(Stored entries)

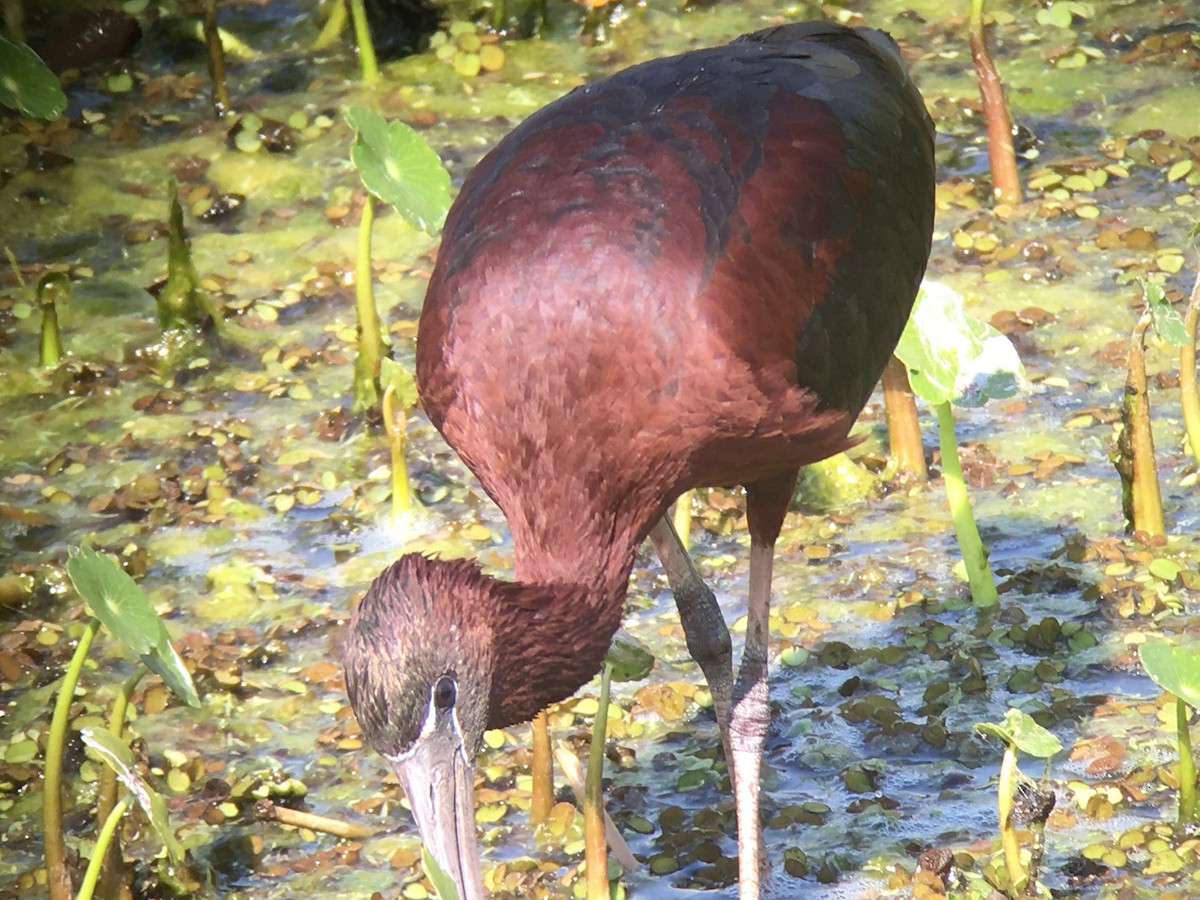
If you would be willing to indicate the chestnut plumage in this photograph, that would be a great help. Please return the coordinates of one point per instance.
(690, 273)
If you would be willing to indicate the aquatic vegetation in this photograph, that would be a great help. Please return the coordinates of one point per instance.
(119, 605)
(184, 305)
(1176, 670)
(1134, 454)
(1020, 735)
(51, 288)
(397, 167)
(27, 84)
(954, 358)
(1006, 184)
(215, 48)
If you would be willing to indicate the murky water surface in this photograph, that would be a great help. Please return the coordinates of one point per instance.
(252, 507)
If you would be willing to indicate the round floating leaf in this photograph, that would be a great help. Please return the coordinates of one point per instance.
(630, 659)
(27, 84)
(114, 598)
(1175, 669)
(443, 885)
(124, 609)
(955, 358)
(1168, 322)
(399, 167)
(120, 759)
(1021, 731)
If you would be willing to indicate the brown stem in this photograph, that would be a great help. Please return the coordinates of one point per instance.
(268, 811)
(216, 59)
(1006, 184)
(114, 877)
(904, 429)
(1189, 396)
(1145, 501)
(543, 771)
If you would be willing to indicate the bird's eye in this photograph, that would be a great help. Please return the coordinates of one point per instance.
(444, 693)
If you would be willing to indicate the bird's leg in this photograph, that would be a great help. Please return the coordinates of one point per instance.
(750, 713)
(703, 625)
(541, 769)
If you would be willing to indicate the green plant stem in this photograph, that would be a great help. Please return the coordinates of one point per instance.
(394, 426)
(366, 366)
(216, 59)
(1145, 496)
(1005, 792)
(333, 27)
(113, 870)
(1187, 766)
(595, 845)
(51, 351)
(682, 519)
(59, 879)
(1189, 396)
(102, 841)
(975, 555)
(51, 289)
(15, 21)
(367, 64)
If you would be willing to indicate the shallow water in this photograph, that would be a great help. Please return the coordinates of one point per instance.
(256, 567)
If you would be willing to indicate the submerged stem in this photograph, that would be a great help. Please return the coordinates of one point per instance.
(401, 495)
(682, 519)
(1189, 396)
(1006, 184)
(904, 426)
(366, 365)
(102, 841)
(595, 846)
(58, 876)
(1187, 766)
(975, 555)
(1145, 498)
(1006, 791)
(367, 64)
(112, 873)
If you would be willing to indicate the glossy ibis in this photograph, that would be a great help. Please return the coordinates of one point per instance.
(690, 273)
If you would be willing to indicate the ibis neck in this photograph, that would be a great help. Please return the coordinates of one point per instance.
(557, 629)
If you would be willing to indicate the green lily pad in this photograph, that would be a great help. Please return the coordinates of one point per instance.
(630, 659)
(1021, 731)
(27, 84)
(1175, 669)
(399, 167)
(955, 358)
(124, 609)
(1168, 322)
(443, 885)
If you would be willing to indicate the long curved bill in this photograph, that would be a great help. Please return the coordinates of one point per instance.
(437, 778)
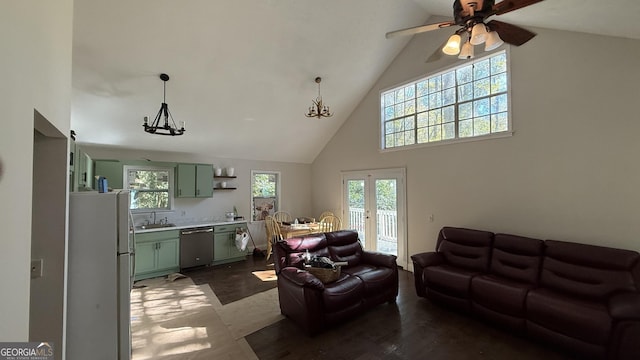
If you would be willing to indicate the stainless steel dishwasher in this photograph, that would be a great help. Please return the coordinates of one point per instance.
(196, 247)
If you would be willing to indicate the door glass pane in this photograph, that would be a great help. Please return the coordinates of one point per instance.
(355, 200)
(387, 216)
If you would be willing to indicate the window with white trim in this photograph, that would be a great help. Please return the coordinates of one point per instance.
(465, 101)
(151, 188)
(265, 193)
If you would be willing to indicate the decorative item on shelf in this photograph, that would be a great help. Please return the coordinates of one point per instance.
(318, 109)
(169, 127)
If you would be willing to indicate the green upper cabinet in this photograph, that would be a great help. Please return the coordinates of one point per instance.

*WHAT TO WORK ON*
Render every line of the records above as a numbered list, skipping blank lines and leaving out the pictures.

*RESPONSE BELOW*
1. If you would be willing to indicate the chestnut plumage in this photograph, that would be a great help. Please return the coordinates of one point per instance.
2. (690, 273)
3. If you would be willing to indicate the aquatic vegetation in this photograph, that would be a great help. Please return the coordinates of one point per instance.
4. (119, 605)
5. (184, 305)
6. (1176, 670)
7. (1134, 454)
8. (1020, 735)
9. (51, 288)
10. (397, 167)
11. (27, 84)
12. (954, 358)
13. (1006, 184)
14. (215, 48)
15. If you would be willing to indicate the murky water surface in this photograph, that would be a great help. Please return the coordinates of one point per instance.
16. (252, 507)
17. If you would be willing to indicate the round floating leaf in this photograph, that would be a great help. Please return the coordinates of one point per instance.
18. (630, 659)
19. (27, 84)
20. (114, 598)
21. (1175, 669)
22. (443, 885)
23. (124, 609)
24. (955, 358)
25. (1168, 322)
26. (399, 167)
27. (120, 759)
28. (1021, 731)
29. If you would be willing to indicate the brown stem in this photograph, that would be a great help. Please return the coordinates of one point per instance.
30. (268, 811)
31. (216, 59)
32. (1006, 184)
33. (114, 877)
34. (904, 429)
35. (1189, 396)
36. (1145, 501)
37. (543, 771)
38. If you would be willing to indicate the bird's eye in this photograph, that would be a great help. Please return the coordinates of one point per instance.
39. (444, 693)
40. If you would be willing to indicate the bird's leg in this photograph, that would be a great help. Please return the coordinates of one point per instance.
41. (750, 713)
42. (703, 625)
43. (541, 769)
44. If you would be willing to indicate the green plant stem in this photograph, that would be a great help. Please return the coordinates of one point per instance.
45. (394, 426)
46. (366, 366)
47. (216, 59)
48. (1145, 496)
49. (1005, 792)
50. (333, 27)
51. (113, 870)
52. (1187, 766)
53. (595, 845)
54. (51, 351)
55. (682, 519)
56. (59, 879)
57. (1189, 396)
58. (102, 841)
59. (975, 555)
60. (51, 289)
61. (15, 21)
62. (367, 64)
63. If you would be willing to indicate the shallow water in this photograph, that would be a great help. Please return the coordinates of one point per instance.
64. (256, 567)
65. If you would be willing to indicate the submerged stem in this photograph, that would be a great help. Please return the coordinates of one point per instance.
66. (401, 495)
67. (682, 519)
68. (1189, 396)
69. (1006, 184)
70. (904, 426)
71. (366, 365)
72. (102, 841)
73. (595, 846)
74. (58, 876)
75. (1187, 766)
76. (975, 555)
77. (1145, 498)
78. (1006, 791)
79. (367, 64)
80. (112, 873)
81. If you would be willing to indicate the glossy ibis in this photograph, that would be a great help. Please return the coordinates of one point per instance.
82. (690, 273)
83. If you would be willing to indicate the ibis neck in this photograph, that would be a great help. Please return the coordinates of one point per instance.
84. (557, 629)
85. If you would be willing to indicate the green lily pad in this photograph, that would be a great help. Please return the coordinates of one point per instance.
86. (630, 659)
87. (1021, 731)
88. (27, 84)
89. (1175, 669)
90. (399, 167)
91. (955, 358)
92. (124, 609)
93. (1168, 322)
94. (443, 885)
95. If you would be willing to indicate the long curved bill in this photograph, that would be a great help. Please return the coordinates of one point per instance.
96. (437, 778)
97. If you would be willing to indicate the stainless steel dishwasher in this photograph, that would be a great help. Please return the coordinates of one point per instance.
98. (196, 247)
99. If you would be willing to indicate the door glass pane in this photograph, that would be a great help. Please return the coordinates of one point per instance.
100. (355, 200)
101. (387, 216)
102. If you would be willing to indicate the window with white trim in this photograph, that would be a great help. Please return the coordinates of one point per instance.
103. (465, 101)
104. (151, 188)
105. (265, 193)
106. If you would be willing to indicate the decorative item on shelf in this photograph, that would be a great help. Please return the coordinates of one point per instance.
107. (318, 109)
108. (169, 127)
109. If you would be willing to indicate the green upper cabinet in this photograph, that would be a great help. Please return the coordinates of one point per instance.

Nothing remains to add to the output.